_PROBLEMA BREVE 1_: Transcribe sin cambios el fragmento del texto sobre la mentira en la era digital que va desde "La mentira como" hasta "causas y propósitos.".

======== SECCIÓN DE TEXTO

La mentira como industria y estrategia en la era digital
El enorme protagonismo que han tenido las mentiras en el mandato de Donald Trump (se le han contabilizado 30.573 en los cuatro años de presidencia) y su masiva circulación a través de las redes sociales pueden llevar a un error importante sobre su verdadera naturaleza, causas y propósitos.
Nos referimos a creer que las ahora llamadas fake news o posverdad son un fenómeno de nuestro tiempo, vinculado a un auge coyuntural de las posiciones políticas extremistas que antes o después desaparecerán, y algo derivado exclusivamente del uso de las nuevas plataformas digitales.
La mentira, el engaño, la difusión de información falsa, de bulos o de dudas malintencionadas son tan antiguos como la humanidad. Y no se trata tan solo de un fenómeno que sea exclusivo de la vida política sino que constituye una auténtica industria puesta al servicio de estrategias comerciales e incluso de los mecanismos más viejos que se conocen para lograr el dominio de unos seres sobre otros. La historia de la comunicación social y de los medios es la de la manipulación informativa y de la decadencia de la verdad.

================
======== MATERIALES PROPORCIONADOS

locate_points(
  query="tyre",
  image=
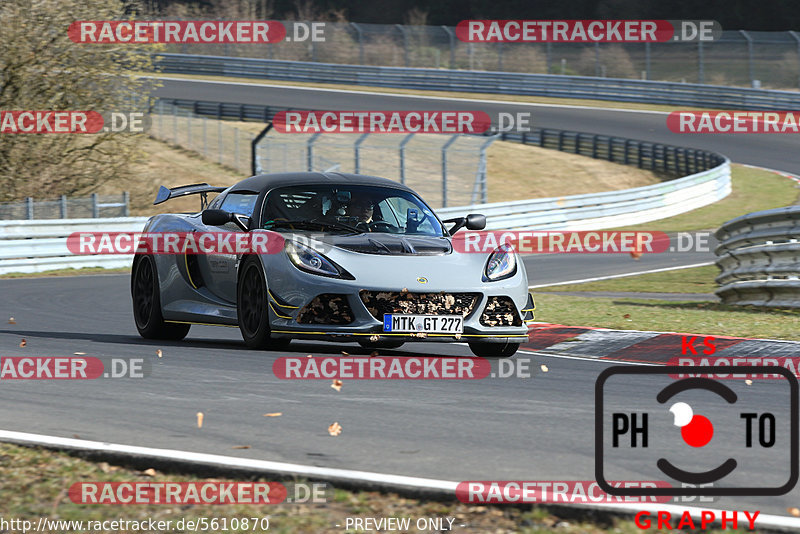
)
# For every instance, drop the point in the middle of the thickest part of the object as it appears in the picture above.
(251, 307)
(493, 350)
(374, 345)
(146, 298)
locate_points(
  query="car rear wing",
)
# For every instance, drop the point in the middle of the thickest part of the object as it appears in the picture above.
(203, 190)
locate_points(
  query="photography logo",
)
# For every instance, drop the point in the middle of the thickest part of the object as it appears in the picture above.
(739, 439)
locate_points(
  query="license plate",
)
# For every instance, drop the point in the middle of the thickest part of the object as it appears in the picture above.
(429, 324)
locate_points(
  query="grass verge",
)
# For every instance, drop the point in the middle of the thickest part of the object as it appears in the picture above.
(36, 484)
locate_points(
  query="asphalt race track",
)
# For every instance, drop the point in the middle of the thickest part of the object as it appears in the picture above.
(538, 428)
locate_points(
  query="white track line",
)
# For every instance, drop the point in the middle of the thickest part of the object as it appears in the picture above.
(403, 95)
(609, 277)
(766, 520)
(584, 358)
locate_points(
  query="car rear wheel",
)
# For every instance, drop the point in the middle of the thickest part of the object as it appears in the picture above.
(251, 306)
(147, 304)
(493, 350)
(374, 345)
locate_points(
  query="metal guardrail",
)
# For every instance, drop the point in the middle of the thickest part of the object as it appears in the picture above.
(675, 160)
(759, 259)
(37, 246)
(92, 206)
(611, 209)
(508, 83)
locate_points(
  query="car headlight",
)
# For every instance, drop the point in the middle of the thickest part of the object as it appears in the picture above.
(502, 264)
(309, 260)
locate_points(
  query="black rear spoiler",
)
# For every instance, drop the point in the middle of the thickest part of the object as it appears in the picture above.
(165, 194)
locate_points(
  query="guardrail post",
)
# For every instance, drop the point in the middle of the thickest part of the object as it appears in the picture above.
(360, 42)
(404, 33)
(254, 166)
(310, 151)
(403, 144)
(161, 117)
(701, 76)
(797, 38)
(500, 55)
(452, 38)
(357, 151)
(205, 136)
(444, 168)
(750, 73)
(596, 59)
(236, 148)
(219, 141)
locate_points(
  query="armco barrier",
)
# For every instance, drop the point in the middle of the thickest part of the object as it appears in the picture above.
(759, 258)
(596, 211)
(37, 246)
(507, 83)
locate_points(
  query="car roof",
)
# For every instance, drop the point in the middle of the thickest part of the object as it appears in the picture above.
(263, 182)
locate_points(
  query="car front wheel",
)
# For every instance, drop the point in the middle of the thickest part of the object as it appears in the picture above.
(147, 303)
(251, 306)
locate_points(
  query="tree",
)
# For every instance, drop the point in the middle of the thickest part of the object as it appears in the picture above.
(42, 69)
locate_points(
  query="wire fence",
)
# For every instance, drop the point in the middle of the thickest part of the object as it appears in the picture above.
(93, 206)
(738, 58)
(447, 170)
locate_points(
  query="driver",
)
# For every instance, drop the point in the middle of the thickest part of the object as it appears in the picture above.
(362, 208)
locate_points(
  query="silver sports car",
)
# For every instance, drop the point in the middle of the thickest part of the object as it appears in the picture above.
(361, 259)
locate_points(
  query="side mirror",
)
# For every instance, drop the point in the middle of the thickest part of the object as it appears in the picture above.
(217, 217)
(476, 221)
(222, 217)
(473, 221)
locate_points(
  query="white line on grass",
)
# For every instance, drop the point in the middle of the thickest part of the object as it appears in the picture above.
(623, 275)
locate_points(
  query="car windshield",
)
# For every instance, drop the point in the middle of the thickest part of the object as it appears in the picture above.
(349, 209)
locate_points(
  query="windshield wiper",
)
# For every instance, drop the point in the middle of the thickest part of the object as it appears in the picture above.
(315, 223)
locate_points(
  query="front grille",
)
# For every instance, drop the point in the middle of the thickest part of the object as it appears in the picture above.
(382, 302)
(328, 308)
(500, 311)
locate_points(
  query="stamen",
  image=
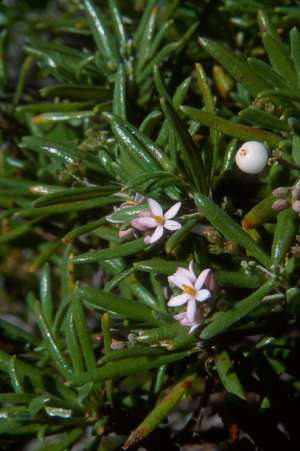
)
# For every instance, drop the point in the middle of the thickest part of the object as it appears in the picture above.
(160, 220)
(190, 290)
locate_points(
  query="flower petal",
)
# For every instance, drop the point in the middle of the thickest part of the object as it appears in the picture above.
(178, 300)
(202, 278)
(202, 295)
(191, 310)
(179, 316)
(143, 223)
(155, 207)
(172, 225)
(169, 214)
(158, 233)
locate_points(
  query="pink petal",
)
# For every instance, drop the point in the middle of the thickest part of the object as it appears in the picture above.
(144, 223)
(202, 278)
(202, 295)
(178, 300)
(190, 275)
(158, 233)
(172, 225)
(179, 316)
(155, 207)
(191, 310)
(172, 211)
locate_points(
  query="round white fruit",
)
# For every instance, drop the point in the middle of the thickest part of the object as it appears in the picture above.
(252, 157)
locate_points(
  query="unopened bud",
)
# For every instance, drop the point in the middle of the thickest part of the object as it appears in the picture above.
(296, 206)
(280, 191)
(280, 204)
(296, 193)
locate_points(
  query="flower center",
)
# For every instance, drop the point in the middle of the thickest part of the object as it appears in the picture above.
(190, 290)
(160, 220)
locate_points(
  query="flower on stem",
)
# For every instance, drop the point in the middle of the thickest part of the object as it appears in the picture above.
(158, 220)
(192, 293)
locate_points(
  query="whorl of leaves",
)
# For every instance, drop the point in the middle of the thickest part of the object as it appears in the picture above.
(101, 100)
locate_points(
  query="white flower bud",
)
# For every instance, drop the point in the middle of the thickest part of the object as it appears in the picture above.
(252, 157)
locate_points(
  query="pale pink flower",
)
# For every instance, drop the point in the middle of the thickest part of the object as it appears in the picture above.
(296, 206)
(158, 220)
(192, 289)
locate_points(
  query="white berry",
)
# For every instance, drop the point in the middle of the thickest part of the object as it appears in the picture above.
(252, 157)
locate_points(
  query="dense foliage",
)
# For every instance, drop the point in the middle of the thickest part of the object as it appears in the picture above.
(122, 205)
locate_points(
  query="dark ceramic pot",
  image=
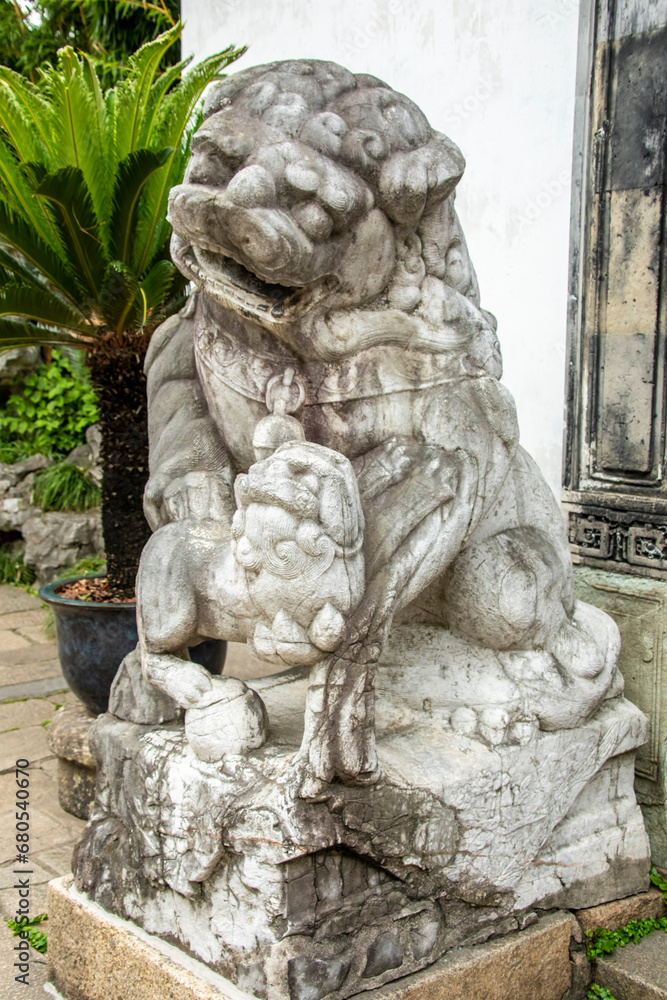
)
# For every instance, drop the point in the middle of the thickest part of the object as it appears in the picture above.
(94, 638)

================

_PROBLEMA BREVE 2_: Indica cuántas líneas del listado contienen la cadena "grass", distinguiendo entre mayúsculas y minúsculas. Responde únicamente con el número.

_RESPUESTA 1_:
La mentira como industria y estrategia en la era digital
El enorme protagonismo que han tenido las mentiras en el mandato de Donald Trump (se le han contabilizado 30.573 en los cuatro años de presidencia) y su masiva circulación a través de las redes sociales pueden llevar a un error importante sobre su verdadera naturaleza, causas y propósitos.

_RESPUESTA 2_: 2